Set exercise:
Reproduce every line of the records below word for word, leaving the pictures out of your answer.

----

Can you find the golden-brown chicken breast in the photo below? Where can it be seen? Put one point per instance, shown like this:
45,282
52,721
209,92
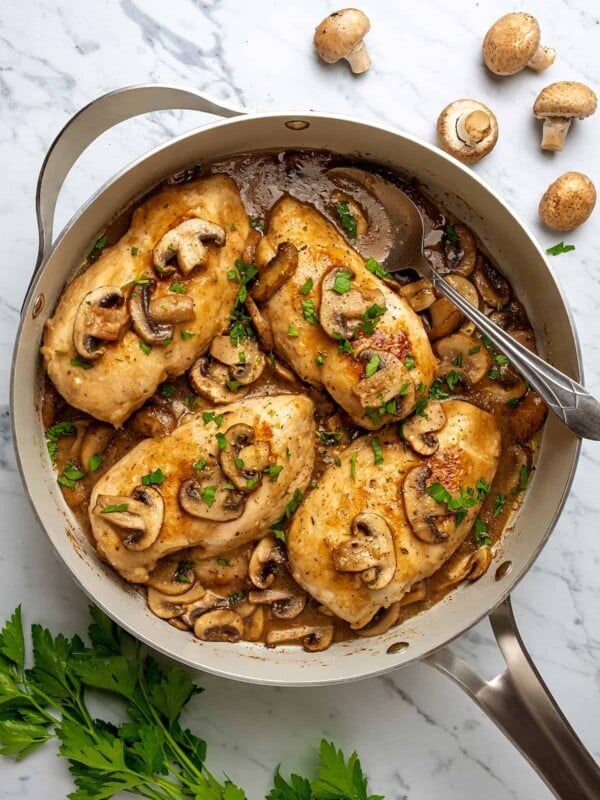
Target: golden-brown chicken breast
370,531
151,303
215,483
335,323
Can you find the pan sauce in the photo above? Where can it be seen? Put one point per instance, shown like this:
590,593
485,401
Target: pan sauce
519,412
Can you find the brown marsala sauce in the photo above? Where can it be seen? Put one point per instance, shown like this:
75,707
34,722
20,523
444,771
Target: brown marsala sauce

----

Task answer:
Can you find the golden-brown chicken breast in the photo below? Where can it be seen? Put one point per instance, shown like this:
45,282
52,721
209,92
Target: golden-brown chicken breast
370,531
151,303
215,483
335,323
Can you find the pan sauce in the photo above? Where can it be seen? Put one point per instance, shown like this:
590,593
485,401
Target: pan sauce
519,412
Can you find the brown marsala sauce in the photo above? Where can it be seen? Put one point per instance, shown like this:
75,707
34,722
20,523
444,771
Target: brown marsala sauce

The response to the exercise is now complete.